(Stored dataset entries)
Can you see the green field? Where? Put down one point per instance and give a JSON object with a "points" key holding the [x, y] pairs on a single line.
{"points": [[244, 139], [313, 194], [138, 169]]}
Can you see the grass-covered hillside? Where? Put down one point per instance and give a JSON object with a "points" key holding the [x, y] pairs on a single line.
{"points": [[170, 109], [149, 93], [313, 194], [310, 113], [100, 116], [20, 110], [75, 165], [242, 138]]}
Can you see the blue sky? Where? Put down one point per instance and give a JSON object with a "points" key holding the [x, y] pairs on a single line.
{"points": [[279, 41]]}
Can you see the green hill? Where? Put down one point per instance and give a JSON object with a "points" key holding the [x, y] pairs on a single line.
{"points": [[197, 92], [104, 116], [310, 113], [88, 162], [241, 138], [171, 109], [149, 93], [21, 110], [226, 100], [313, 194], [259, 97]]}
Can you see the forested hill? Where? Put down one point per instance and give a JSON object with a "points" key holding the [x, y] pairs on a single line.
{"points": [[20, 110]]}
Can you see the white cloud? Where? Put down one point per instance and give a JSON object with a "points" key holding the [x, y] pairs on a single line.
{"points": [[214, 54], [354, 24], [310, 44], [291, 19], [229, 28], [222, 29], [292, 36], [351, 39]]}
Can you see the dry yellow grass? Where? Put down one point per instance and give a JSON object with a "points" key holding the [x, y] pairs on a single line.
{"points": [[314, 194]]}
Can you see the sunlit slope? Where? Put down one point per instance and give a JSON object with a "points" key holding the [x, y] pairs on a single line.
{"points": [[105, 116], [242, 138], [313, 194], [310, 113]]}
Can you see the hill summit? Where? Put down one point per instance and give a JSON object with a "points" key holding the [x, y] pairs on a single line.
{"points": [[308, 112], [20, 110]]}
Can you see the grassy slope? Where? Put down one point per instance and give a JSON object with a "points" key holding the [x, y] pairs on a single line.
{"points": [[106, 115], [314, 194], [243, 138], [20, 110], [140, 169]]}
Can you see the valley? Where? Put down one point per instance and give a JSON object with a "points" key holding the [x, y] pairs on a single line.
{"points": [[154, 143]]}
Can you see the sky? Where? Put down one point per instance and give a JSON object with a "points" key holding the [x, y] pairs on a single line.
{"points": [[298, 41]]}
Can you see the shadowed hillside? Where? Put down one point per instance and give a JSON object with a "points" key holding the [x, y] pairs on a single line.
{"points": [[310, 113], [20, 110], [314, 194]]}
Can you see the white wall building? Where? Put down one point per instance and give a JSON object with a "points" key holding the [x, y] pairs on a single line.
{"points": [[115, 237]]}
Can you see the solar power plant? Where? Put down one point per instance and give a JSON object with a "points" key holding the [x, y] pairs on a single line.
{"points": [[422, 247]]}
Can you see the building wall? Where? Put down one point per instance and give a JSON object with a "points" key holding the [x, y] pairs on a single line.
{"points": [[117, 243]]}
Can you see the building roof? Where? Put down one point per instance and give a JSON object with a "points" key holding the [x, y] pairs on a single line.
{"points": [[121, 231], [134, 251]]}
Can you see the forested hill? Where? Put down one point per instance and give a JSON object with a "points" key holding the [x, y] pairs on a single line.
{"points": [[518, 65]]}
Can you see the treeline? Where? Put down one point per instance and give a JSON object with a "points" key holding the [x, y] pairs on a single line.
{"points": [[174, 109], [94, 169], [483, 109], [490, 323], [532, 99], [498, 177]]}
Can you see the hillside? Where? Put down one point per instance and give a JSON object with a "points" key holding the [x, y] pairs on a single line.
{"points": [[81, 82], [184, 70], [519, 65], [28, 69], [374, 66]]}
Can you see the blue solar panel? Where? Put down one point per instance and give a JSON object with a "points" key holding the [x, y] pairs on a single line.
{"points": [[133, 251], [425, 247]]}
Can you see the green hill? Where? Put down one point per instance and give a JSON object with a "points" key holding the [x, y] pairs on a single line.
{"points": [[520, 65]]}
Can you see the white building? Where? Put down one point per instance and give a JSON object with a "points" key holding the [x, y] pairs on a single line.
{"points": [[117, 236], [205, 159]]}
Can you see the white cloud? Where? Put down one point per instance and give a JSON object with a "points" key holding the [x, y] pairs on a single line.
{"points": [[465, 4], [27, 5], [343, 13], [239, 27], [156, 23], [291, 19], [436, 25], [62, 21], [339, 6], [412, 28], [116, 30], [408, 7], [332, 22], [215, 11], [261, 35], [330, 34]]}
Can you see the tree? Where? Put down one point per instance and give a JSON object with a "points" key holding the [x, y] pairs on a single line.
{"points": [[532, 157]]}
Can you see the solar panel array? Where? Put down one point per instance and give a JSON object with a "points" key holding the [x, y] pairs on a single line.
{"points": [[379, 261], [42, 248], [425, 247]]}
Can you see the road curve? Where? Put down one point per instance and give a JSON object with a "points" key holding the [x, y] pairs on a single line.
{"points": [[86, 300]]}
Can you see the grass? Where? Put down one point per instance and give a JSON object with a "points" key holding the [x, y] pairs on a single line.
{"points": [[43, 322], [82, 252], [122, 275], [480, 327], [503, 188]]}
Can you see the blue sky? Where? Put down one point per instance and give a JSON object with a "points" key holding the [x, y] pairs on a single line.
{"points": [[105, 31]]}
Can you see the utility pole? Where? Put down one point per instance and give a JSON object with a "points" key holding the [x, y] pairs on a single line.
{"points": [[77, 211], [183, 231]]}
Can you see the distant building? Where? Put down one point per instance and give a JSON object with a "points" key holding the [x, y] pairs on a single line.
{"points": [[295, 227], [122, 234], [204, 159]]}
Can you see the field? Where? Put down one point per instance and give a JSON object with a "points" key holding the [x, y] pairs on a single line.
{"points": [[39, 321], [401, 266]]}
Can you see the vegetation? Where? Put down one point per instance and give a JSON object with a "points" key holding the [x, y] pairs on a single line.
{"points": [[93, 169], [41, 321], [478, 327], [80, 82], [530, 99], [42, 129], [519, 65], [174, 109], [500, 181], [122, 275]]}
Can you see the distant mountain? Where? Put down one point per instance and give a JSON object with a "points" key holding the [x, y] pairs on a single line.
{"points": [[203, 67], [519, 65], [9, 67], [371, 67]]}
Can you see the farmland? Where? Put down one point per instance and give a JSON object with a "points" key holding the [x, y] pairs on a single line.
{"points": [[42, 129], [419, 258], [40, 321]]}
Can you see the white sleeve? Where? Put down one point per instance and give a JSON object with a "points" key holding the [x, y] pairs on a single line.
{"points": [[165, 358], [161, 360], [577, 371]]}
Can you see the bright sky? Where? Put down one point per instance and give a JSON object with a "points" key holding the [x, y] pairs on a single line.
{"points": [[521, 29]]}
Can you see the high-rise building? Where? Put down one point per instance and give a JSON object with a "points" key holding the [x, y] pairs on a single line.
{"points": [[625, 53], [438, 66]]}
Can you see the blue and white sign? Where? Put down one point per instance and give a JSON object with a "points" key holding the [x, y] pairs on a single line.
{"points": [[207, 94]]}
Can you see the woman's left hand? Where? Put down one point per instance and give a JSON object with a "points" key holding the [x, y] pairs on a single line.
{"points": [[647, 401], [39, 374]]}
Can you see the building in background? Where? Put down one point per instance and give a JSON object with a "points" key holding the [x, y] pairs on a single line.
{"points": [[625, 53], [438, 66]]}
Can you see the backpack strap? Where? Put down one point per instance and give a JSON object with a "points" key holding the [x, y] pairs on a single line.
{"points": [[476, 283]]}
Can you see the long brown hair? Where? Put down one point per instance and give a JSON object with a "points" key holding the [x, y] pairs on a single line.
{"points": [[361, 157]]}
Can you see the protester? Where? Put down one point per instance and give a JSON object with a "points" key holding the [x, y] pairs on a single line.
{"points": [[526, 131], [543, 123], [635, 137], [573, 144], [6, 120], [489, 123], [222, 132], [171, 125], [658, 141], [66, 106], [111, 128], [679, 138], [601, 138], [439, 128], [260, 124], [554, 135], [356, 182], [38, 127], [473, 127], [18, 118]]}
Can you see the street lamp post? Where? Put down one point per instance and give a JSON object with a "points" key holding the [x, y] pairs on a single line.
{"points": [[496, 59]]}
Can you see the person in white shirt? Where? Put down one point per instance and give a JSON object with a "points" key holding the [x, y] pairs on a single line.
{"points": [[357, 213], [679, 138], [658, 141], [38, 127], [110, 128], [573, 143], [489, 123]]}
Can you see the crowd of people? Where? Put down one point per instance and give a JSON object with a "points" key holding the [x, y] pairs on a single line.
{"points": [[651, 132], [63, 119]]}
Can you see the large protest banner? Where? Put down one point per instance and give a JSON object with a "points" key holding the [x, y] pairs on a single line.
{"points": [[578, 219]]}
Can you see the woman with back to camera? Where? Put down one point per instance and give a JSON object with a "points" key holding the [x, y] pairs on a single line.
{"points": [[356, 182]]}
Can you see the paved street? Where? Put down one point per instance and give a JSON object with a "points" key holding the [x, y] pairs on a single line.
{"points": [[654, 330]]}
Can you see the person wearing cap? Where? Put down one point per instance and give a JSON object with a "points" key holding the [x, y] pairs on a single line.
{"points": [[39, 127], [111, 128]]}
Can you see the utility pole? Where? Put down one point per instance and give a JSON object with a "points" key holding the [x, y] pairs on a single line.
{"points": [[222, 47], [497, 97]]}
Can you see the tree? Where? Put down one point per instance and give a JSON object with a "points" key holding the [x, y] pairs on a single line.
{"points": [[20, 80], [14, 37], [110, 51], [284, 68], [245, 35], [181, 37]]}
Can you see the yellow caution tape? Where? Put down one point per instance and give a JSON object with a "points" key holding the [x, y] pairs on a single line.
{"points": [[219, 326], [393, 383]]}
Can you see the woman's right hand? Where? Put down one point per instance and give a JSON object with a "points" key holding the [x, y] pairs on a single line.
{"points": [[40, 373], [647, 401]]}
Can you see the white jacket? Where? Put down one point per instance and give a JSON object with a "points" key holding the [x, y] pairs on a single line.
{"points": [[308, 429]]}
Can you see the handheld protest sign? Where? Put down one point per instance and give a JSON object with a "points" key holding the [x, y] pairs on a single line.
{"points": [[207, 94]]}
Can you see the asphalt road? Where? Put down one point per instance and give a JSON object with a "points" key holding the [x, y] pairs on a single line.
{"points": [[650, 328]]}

- Task prompt
Starting with the line that contains "Can you see the woman's right" and going through the end of the entries, write those lines again with "Put down" switched to "Place" and nothing else altered.

- Correct output
Can you see the woman's right hand? Where? Place one point per instance and give a JSON object with a "points" key holding the [x, y] pairs on a single line.
{"points": [[40, 373], [647, 401]]}
Can you see the white jacket? Where? Place one point per instance and give a JSON object with a "points" key holding the [x, y] pairs on a single line.
{"points": [[308, 429]]}
Can you see the handheld protest sign? Where? Place one point per instance and give a JSON object with a "points" key holding the [x, y] pairs on a single line.
{"points": [[207, 94]]}
Can you see the asphalt road? Where? Place one point per instance and give a JSON object with a "points" key holding the [x, y] pairs on a single line.
{"points": [[650, 328]]}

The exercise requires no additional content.